◆ WHAT THE EXERCISE ASKS: Copy all of the material below without changing a single character.
** START RAW DATA **
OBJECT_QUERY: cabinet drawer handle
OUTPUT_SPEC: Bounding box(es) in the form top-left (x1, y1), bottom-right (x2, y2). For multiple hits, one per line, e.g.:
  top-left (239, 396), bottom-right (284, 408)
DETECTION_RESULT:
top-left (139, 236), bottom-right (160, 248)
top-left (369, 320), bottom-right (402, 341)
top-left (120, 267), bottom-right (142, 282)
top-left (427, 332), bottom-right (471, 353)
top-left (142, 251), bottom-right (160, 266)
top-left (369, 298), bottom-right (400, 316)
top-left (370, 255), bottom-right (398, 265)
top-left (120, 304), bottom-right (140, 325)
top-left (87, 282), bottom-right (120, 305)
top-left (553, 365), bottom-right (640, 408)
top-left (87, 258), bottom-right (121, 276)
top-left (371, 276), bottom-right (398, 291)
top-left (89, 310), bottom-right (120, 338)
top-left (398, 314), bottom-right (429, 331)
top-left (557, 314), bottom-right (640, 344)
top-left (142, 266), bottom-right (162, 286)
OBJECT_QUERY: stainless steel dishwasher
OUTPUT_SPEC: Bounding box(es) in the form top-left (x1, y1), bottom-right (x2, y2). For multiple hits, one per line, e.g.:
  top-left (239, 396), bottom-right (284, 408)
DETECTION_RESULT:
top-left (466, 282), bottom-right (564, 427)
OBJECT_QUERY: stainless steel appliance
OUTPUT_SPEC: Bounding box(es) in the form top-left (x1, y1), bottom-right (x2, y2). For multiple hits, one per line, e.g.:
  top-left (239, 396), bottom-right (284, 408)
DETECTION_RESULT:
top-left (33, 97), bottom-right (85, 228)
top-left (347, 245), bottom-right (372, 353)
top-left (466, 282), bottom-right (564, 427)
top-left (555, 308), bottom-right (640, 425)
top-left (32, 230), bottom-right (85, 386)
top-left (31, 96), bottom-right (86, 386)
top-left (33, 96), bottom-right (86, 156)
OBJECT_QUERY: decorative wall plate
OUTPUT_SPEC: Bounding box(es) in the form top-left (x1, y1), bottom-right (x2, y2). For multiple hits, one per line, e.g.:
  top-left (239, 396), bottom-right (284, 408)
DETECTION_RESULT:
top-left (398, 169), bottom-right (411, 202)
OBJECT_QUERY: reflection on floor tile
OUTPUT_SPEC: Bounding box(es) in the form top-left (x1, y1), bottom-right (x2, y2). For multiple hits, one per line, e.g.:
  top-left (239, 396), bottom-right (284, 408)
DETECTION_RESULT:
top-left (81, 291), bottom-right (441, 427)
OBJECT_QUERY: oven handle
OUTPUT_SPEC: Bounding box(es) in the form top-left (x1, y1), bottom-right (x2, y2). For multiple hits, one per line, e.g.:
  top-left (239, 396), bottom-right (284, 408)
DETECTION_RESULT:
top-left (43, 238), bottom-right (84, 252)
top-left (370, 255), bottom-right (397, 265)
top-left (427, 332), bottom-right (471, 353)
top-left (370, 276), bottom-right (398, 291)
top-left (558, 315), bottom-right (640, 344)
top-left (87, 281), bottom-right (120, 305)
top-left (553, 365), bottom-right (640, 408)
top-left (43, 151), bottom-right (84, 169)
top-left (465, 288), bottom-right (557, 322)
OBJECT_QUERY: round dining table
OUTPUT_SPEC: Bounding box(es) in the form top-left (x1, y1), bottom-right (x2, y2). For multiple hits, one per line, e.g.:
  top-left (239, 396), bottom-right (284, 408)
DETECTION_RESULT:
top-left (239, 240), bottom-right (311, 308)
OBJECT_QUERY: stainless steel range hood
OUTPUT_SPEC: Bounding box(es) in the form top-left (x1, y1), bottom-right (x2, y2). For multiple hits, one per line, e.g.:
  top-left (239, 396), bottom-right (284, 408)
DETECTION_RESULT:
** END RAW DATA **
◆ SOLVED EXERCISE:
OBJECT_QUERY: cabinet drawer handle
OUTPUT_SPEC: Bounding box(es) in the form top-left (x1, y1), bottom-right (x2, y2). For multiple hits, one per line, e.g.:
  top-left (239, 396), bottom-right (284, 408)
DETECTION_RESULT:
top-left (139, 236), bottom-right (160, 248)
top-left (369, 320), bottom-right (402, 341)
top-left (120, 267), bottom-right (142, 282)
top-left (427, 332), bottom-right (471, 353)
top-left (142, 251), bottom-right (160, 266)
top-left (369, 298), bottom-right (400, 316)
top-left (370, 255), bottom-right (398, 265)
top-left (120, 304), bottom-right (140, 325)
top-left (87, 282), bottom-right (120, 305)
top-left (553, 365), bottom-right (640, 408)
top-left (87, 258), bottom-right (121, 276)
top-left (371, 276), bottom-right (398, 291)
top-left (89, 310), bottom-right (120, 338)
top-left (398, 314), bottom-right (429, 331)
top-left (557, 314), bottom-right (640, 344)
top-left (142, 266), bottom-right (162, 286)
OBJECT_QUERY: stainless steel dishwasher
OUTPUT_SPEC: Bounding box(es) in the form top-left (x1, y1), bottom-right (x2, y2). For multiple hits, one per line, e.g.:
  top-left (239, 396), bottom-right (284, 408)
DETECTION_RESULT:
top-left (466, 282), bottom-right (564, 427)
OBJECT_QUERY: stainless steel appliance
OUTPUT_SPEC: Bounding box(es) in the form top-left (x1, y1), bottom-right (x2, y2). For multiple hits, one per line, e.g.:
  top-left (239, 396), bottom-right (284, 408)
DETECTION_RESULT:
top-left (33, 97), bottom-right (85, 228)
top-left (347, 245), bottom-right (372, 353)
top-left (466, 282), bottom-right (564, 427)
top-left (555, 308), bottom-right (640, 425)
top-left (32, 230), bottom-right (85, 386)
top-left (31, 96), bottom-right (86, 386)
top-left (33, 96), bottom-right (86, 156)
OBJECT_QUERY: decorative wall plate
OUTPUT_SPEC: Bounding box(es) in the form top-left (x1, y1), bottom-right (x2, y2). For multiple hits, one per line, e.g.:
  top-left (239, 396), bottom-right (284, 408)
DETECTION_RESULT:
top-left (398, 169), bottom-right (411, 202)
OBJECT_QUERY: reflection on floor tile
OUTPUT_SPEC: Bounding box(es) in the form top-left (x1, y1), bottom-right (x2, y2). For multiple hits, one per line, e.g.:
  top-left (239, 396), bottom-right (284, 408)
DETECTION_RESULT:
top-left (81, 291), bottom-right (441, 427)
OBJECT_QUERY: oven handle
OUTPUT_SPEC: Bounding box(es) in the form top-left (x1, y1), bottom-right (x2, y2). For multiple hits, one per line, e.g.:
  top-left (239, 396), bottom-right (284, 408)
DETECTION_RESULT:
top-left (43, 238), bottom-right (84, 252)
top-left (370, 255), bottom-right (397, 265)
top-left (427, 332), bottom-right (471, 353)
top-left (370, 276), bottom-right (398, 291)
top-left (558, 315), bottom-right (640, 344)
top-left (87, 281), bottom-right (120, 305)
top-left (553, 365), bottom-right (640, 408)
top-left (43, 151), bottom-right (84, 169)
top-left (465, 288), bottom-right (557, 322)
OBJECT_QUERY: round dining table
OUTPUT_SPEC: Bounding box(es) in the form top-left (x1, y1), bottom-right (x2, y2). For multiple hits, one per line, e.g.:
  top-left (239, 396), bottom-right (284, 408)
DETECTION_RESULT:
top-left (239, 240), bottom-right (311, 308)
OBJECT_QUERY: stainless steel range hood
OUTPUT_SPEC: Bounding box(es) in the form top-left (x1, y1), bottom-right (x2, y2). For multiple hits, one per line, e.g.:
  top-left (239, 396), bottom-right (284, 408)
DETECTION_RESULT:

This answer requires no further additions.